## What to produce
Extend the list of April 1954 events past its last entry.

## Page text
= April 1954 =

Month of 1954

The following events occurred in April 1954:

==April 1, 1954 (Thursday)==
- The U.S. Congress and President Dwight D. Eisenhower authorized the founding of the United States Air Force Academy in Colorado.
- South Point School was founded in Kolkata, India. It would become the largest school in the world by 1988.
- The new Cardiff Airport at Rhoose in South Wales opened to passenger transport after operations were transferred from RAF Pengam Moors.

==April 2, 1954 (Friday)==
- Walt Disney signed a contract with ABC television for the Disneyland series, and plans were announced for the building of the Disneyland theme park (provisionally called "Disneylandia") in California, along with a prospectus for the company's potential investors.
- Died: Hoyt Vandenberg, 55, United States Air Force general

==April 3, 1954 (Saturday)==
- Petrov Affair: Diplomat Vladimir Petrov defected from the Soviet Union and asked for political asylum in Australia, beginning a major political incident.
- A Douglas C-47A-80-DL Skytrain, operated by Devlet Hava Yolları, crashed 15 minutes after taking off from Adana Airport in Turkey, bound for Istanbul. All 25 people on board were killed.
- On the River Thames in London, UK, the 100th annual Boat Race between the universities of Oxford and Cambridge was won by Oxford.

==April 4, 1954 (Sunday)==
- Suffering from failing memory, legendary symphony conductor Arturo Toscanini was obliged to abandon plans for the German Requiem and introduce an alternative programme at his last concert.
- Died:
  - Pierre S. du Pont, 84, American entrepreneur, businessman and philanthropist
  - Leigh Mitchell Hodges, 77, American journalist, writer and lecturer

==April 5, 1954 (Monday)==
- Died:
  - Princess Märtha of Sweden, 53, Crown Princess of Norway
  - Mary Riter Hamilton, 86, Canadian war artist

==April 6, 1954 (Tuesday)==
- United States Senator Joseph McCarthy appeared on See It Now to confront journalist Edward R. Murrow: he described Murrow as "a symbol, a leader, and the cleverest of the jackal pack which is always found at the throat of anyone who dares to expose individual Communists and traitors".

==April 7, 1954 (Wednesday)==
- U.S. President Dwight D. Eisenhower gave his "domino theory" speech during a news conference.

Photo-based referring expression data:
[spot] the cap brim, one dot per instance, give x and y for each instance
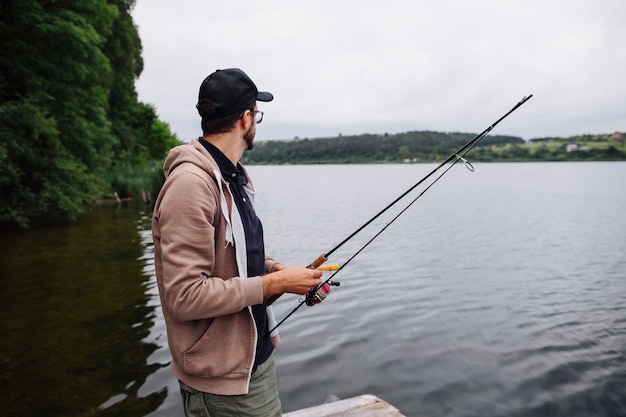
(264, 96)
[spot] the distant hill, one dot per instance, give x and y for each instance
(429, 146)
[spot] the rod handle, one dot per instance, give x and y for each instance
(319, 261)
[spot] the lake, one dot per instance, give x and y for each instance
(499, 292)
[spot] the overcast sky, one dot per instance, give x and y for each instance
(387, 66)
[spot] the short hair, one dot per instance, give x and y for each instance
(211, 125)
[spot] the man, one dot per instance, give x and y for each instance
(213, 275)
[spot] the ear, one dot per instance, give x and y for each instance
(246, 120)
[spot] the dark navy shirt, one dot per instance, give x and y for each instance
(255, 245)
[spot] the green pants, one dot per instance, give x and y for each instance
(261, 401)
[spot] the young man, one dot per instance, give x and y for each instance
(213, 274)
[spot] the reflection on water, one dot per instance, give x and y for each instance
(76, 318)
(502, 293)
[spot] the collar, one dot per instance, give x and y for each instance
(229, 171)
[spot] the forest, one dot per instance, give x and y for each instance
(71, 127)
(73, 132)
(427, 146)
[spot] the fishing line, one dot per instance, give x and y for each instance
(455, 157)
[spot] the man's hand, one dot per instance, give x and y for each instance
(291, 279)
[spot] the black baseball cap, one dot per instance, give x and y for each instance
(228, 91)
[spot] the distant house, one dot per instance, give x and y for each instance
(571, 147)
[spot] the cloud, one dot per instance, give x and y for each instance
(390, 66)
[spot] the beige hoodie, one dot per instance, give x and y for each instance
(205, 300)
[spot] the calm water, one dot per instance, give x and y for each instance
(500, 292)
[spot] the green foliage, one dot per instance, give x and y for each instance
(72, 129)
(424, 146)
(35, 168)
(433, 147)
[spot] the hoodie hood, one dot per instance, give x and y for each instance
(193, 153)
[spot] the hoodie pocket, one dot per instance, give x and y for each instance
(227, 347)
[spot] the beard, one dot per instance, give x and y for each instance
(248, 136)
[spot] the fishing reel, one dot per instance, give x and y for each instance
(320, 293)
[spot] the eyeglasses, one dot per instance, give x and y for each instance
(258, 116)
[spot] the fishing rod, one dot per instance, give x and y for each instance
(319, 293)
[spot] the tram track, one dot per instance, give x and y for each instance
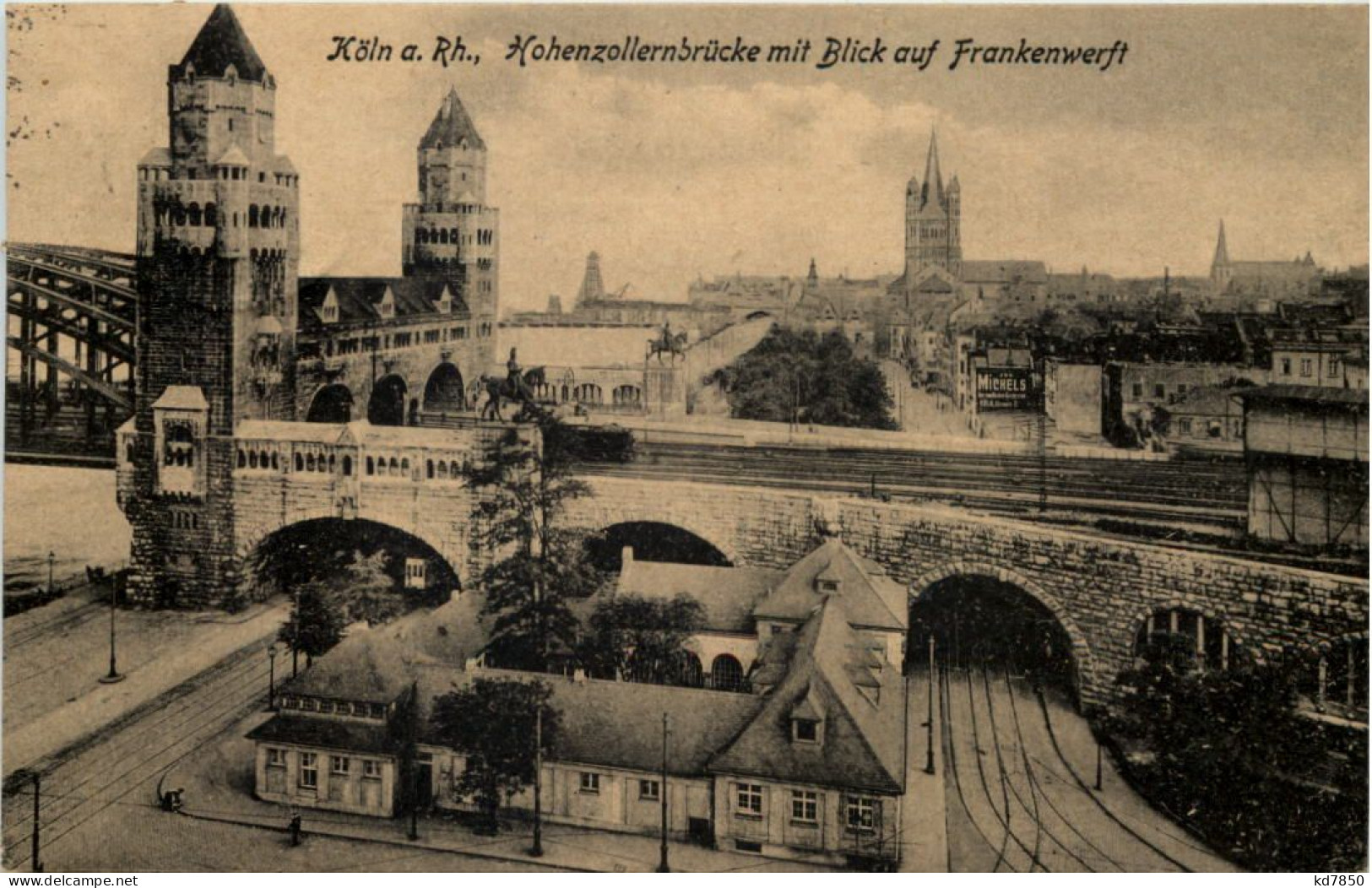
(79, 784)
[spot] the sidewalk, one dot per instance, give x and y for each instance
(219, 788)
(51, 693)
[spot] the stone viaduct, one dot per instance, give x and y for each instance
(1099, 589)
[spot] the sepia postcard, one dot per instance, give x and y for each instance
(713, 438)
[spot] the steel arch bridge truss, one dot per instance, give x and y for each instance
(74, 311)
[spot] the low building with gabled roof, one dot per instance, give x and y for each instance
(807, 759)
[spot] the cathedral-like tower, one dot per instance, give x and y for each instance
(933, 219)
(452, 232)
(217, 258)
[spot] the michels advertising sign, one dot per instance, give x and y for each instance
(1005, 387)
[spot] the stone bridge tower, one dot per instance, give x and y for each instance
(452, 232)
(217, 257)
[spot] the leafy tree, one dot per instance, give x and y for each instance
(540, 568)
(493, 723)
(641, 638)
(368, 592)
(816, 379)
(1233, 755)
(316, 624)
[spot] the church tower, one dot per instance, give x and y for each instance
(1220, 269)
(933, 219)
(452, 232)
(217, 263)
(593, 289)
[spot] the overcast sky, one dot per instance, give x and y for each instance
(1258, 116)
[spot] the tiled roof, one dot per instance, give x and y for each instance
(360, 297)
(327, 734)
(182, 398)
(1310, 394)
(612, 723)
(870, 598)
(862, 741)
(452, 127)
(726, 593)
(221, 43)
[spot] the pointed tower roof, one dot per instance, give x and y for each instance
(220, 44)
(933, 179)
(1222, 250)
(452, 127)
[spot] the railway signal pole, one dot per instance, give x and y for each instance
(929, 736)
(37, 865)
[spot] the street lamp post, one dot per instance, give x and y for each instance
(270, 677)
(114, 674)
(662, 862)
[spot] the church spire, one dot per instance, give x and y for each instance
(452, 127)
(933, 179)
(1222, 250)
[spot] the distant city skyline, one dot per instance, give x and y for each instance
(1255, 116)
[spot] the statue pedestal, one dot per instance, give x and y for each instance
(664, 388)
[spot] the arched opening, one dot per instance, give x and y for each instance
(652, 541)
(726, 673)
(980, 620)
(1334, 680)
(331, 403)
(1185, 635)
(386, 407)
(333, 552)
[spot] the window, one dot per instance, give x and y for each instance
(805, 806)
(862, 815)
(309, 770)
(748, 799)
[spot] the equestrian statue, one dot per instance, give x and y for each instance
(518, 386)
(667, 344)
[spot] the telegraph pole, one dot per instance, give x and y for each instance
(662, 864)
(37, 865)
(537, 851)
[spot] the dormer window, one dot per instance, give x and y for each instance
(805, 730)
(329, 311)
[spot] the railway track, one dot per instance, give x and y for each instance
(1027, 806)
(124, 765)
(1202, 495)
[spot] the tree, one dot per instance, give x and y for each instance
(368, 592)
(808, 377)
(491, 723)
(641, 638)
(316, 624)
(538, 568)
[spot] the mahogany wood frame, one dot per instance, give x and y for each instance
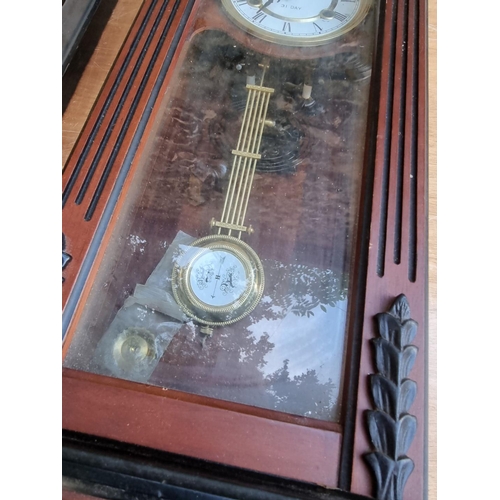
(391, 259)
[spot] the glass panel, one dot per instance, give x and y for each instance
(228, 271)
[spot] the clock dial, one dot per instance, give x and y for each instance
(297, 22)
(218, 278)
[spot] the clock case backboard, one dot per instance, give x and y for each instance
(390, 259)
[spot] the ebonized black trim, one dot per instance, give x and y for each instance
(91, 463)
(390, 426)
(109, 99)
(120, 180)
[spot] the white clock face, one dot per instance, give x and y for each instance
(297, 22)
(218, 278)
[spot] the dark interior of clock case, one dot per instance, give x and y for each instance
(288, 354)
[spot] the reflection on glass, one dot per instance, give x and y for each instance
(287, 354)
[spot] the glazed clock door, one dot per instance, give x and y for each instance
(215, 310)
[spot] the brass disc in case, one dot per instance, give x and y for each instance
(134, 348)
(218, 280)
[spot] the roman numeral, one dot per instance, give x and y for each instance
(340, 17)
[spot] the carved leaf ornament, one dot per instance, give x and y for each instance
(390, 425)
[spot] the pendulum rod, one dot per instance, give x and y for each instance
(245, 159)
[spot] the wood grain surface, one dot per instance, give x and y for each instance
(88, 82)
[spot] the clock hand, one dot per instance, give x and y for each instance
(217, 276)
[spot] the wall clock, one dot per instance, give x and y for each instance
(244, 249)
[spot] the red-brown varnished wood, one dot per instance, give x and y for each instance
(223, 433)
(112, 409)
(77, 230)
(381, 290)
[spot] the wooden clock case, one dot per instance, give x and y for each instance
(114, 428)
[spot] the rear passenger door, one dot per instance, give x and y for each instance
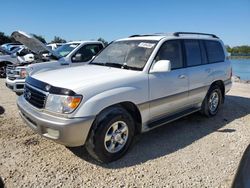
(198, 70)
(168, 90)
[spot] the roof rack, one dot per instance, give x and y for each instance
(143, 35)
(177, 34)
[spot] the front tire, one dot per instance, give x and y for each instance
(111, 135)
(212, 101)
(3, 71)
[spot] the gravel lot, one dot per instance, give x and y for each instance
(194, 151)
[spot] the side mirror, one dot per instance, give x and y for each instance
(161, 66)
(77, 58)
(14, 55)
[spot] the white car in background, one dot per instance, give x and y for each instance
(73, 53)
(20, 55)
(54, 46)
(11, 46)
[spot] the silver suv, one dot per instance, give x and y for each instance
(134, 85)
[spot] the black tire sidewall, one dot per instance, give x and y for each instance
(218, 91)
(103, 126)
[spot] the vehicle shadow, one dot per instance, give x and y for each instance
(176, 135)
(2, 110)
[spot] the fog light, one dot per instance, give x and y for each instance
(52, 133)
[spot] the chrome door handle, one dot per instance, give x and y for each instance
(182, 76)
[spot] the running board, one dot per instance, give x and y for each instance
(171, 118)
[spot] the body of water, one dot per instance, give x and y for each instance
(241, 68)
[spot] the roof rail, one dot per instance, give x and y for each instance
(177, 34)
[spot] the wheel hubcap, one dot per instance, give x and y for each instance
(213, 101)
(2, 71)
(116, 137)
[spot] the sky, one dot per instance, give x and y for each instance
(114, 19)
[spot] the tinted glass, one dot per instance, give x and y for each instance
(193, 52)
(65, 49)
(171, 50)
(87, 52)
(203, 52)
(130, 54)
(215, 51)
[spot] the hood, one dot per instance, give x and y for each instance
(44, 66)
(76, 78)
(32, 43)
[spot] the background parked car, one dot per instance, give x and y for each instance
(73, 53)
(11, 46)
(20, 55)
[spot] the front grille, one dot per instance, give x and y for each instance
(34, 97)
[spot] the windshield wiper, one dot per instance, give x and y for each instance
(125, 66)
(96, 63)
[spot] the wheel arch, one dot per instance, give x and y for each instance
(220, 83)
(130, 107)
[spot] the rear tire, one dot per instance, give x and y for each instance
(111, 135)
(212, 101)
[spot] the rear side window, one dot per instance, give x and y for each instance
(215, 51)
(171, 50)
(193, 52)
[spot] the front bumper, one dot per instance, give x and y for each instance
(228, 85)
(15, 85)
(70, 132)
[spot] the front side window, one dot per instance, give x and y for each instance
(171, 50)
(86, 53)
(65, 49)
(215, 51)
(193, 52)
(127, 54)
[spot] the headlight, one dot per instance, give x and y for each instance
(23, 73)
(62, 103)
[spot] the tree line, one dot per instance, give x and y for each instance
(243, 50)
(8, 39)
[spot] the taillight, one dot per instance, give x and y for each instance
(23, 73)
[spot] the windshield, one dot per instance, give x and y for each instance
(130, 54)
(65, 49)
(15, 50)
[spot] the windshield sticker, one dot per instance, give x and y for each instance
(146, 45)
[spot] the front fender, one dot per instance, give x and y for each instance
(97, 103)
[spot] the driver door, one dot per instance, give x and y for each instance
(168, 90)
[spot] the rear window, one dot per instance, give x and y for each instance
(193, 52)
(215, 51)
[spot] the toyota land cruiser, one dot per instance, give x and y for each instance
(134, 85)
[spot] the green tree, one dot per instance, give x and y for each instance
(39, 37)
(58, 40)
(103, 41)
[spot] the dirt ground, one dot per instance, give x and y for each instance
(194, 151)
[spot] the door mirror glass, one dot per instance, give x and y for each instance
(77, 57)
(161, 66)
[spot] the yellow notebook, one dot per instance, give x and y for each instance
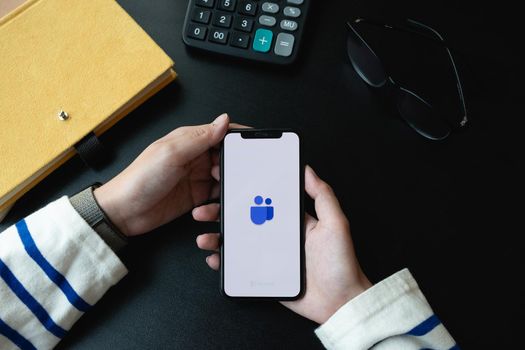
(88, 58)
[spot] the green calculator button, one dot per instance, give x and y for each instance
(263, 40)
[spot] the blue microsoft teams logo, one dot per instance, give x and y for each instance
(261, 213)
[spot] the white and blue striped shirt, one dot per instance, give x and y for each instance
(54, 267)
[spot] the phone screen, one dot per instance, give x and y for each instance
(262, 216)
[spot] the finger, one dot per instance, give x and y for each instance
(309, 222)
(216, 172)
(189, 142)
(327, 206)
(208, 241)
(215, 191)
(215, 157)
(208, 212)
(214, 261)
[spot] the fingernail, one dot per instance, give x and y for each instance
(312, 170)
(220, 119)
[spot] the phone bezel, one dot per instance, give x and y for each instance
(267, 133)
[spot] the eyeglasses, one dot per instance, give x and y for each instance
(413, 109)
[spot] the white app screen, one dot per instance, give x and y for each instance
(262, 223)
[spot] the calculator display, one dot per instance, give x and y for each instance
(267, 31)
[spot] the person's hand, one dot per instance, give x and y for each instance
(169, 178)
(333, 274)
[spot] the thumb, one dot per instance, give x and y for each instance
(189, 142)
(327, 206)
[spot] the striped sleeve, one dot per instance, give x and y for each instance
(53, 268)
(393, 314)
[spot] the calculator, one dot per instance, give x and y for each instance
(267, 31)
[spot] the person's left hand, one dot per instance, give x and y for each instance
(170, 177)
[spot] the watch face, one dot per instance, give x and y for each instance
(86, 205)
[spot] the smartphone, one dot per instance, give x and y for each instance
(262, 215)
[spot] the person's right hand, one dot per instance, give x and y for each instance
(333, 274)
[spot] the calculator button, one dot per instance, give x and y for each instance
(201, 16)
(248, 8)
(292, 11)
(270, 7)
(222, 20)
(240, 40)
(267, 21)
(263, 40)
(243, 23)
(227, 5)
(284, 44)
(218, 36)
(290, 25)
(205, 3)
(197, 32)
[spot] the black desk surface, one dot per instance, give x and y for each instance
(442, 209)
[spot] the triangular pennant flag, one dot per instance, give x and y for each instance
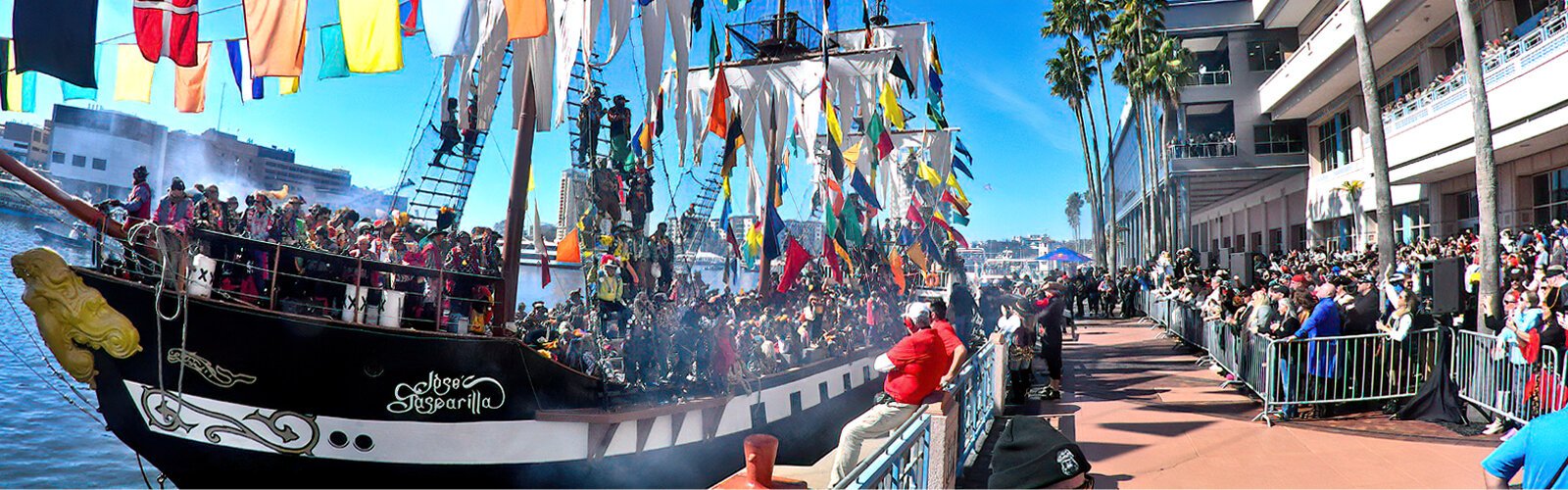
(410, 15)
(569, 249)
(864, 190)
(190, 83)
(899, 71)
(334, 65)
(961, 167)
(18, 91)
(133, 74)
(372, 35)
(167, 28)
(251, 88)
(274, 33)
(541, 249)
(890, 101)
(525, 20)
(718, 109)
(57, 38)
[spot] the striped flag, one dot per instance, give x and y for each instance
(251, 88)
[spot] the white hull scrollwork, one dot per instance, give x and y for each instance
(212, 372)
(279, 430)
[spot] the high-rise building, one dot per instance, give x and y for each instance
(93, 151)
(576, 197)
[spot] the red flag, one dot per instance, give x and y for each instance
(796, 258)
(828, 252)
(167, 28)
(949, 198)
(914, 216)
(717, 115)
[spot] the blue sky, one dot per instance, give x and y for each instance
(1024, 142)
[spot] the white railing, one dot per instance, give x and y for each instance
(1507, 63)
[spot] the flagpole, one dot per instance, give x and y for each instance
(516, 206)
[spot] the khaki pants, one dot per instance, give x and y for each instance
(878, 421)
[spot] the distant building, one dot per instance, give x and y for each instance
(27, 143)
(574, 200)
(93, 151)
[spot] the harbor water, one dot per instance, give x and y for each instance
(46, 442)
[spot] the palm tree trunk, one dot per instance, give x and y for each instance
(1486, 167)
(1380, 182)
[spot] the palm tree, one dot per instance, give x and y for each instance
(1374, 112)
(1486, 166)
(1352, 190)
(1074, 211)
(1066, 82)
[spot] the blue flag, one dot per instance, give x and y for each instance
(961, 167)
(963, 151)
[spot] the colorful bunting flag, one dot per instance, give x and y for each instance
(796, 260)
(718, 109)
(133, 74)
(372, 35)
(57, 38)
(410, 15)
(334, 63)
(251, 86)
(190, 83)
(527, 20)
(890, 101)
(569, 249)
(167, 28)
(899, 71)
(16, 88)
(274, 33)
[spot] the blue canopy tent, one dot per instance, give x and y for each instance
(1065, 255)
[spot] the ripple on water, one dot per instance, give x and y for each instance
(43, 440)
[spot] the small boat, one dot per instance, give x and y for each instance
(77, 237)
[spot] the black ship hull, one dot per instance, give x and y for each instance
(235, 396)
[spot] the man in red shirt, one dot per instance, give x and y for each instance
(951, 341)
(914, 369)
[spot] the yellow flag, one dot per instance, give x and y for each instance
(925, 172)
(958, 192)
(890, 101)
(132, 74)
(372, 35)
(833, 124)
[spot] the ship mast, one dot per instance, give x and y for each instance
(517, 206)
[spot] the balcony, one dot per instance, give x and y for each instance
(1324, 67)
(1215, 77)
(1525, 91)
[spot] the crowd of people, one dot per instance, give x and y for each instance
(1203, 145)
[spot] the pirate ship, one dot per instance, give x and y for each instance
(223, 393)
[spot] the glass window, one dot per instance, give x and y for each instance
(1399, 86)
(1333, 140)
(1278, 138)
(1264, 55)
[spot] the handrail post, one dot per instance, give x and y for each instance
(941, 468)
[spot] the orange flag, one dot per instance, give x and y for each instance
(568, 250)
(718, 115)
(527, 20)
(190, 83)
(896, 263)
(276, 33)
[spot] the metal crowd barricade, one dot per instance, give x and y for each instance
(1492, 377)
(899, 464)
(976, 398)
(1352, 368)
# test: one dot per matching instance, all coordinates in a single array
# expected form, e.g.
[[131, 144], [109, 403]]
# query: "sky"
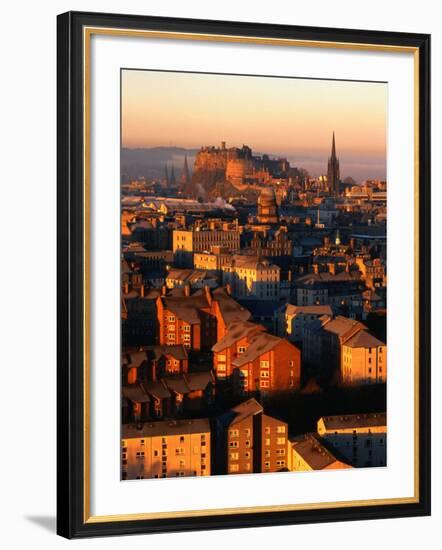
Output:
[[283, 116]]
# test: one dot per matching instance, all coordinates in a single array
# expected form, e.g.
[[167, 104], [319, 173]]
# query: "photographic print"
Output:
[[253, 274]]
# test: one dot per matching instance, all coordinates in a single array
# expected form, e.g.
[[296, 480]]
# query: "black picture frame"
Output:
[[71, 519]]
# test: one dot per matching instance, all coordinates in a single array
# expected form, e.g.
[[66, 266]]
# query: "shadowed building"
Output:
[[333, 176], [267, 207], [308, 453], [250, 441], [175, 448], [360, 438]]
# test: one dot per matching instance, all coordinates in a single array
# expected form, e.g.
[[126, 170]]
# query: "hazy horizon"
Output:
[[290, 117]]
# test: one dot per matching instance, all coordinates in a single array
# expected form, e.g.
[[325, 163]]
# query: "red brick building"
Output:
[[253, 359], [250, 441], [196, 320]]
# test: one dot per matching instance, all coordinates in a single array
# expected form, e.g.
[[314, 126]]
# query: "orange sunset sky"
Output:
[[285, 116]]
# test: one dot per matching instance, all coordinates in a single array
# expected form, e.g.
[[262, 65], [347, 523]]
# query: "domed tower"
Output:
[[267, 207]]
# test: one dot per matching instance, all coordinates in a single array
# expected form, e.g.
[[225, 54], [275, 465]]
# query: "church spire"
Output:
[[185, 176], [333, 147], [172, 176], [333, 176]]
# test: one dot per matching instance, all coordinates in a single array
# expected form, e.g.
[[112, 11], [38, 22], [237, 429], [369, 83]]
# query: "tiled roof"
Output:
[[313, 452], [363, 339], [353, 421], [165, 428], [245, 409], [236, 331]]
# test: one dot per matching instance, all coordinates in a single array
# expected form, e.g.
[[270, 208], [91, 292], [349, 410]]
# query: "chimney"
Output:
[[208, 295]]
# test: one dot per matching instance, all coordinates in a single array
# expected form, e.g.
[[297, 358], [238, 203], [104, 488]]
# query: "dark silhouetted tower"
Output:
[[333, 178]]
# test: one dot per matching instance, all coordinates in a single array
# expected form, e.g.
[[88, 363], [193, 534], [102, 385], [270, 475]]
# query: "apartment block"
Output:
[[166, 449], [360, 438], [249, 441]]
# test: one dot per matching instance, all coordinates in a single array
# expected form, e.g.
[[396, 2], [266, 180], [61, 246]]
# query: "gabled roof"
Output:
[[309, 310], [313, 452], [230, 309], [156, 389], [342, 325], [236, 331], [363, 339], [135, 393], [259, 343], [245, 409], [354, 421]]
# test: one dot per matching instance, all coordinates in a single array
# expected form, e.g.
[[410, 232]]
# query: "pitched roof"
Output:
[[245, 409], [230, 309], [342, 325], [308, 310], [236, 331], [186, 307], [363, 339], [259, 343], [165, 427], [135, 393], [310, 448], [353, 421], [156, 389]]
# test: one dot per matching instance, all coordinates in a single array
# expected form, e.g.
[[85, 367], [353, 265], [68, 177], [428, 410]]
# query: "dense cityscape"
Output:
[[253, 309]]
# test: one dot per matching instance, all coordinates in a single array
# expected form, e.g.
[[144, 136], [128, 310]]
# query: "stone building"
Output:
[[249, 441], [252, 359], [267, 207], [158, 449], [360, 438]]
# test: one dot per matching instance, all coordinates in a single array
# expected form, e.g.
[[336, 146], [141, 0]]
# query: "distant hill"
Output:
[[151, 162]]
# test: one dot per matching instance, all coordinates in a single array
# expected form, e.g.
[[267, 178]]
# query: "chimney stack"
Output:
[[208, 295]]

## Response below
- Born: Jackie Chan, actor and film director; in Beijing, China
- WALB TV channel 10 in Albany, GA (NBC/ABC) begins broadcasting.

==April 8, 1954 (Thursday)==
- Trans-Canada Air Lines Flight 9: A Royal Canadian Air Force Canadair Harvard and a Trans-Canada Airlines Canadair North Star collided over Moose Jaw, Saskatchewan, Canada. The total number of deaths was 37, including 36 people aboard the two aircraft and one person on the ground.
- South African Airways Flight 201: A de Havilland Comet 1, operated by South African Airways, disintegrated in mid-air as a result of fatigue failure while flying over the Mediterranean Sea from Rome to Cairo. All 14 passengers and seven crew were killed.
- Born: Gary Carter, American baseball player and Baseball Hall of Fame member; in Culver City, California (d. 2012)
- Died: Fritzi Scheff, 74, US actress and singer

==April 9, 1954 (Friday)==
- Joseph Laniel, Prime Minister of France, warned the People's Republic of China to stop sending aid to the Viet Minh revolutionaries fighting in the First Indochina War.
- Died:
  - Philip Greeley Clapp, 65, American composer and educator

==April 10, 1954 (Saturday)==
- KRGV-TV began operation.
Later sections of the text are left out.